Rewrite the part of the material that opens with the line containing "Task: indicate the leafy" and closes at the end of the material, swapping "bush" for "shrub" and leaving everything else unchanged.

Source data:

* * *

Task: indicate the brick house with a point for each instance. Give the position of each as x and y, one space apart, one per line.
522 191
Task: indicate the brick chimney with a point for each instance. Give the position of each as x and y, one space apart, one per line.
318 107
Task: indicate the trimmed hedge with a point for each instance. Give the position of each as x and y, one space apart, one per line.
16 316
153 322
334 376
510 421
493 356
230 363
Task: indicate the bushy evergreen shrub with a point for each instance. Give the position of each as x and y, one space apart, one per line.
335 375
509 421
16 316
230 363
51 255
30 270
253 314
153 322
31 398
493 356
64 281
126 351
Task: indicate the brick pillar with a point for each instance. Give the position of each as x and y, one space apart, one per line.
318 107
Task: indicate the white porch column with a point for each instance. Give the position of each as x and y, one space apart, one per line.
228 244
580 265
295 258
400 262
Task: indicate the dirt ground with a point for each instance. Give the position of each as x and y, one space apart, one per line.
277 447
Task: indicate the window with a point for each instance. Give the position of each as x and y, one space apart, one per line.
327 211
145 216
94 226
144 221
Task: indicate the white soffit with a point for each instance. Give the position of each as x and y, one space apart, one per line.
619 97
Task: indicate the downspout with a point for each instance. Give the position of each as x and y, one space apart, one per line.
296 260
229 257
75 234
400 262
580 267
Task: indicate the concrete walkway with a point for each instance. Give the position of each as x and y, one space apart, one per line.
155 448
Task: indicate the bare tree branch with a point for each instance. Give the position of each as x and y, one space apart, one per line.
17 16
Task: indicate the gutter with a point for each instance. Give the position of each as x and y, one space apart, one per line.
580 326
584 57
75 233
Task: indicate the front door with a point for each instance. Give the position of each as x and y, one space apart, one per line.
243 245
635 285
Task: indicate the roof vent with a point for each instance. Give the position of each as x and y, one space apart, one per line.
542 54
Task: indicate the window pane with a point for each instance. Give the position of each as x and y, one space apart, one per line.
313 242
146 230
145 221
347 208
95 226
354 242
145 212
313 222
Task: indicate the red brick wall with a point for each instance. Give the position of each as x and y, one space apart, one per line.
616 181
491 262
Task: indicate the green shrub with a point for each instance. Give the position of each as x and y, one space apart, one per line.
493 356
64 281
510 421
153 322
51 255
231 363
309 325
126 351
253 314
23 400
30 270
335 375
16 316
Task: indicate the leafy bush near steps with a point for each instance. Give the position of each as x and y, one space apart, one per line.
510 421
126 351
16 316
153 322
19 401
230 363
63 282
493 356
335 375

* * *

#### Final result
Task: indicate the leafy shrub near steps with a point for each instance. Give the position of each as x and y, one space apart, one per line.
510 421
126 351
16 316
153 322
19 401
230 363
63 282
493 356
335 375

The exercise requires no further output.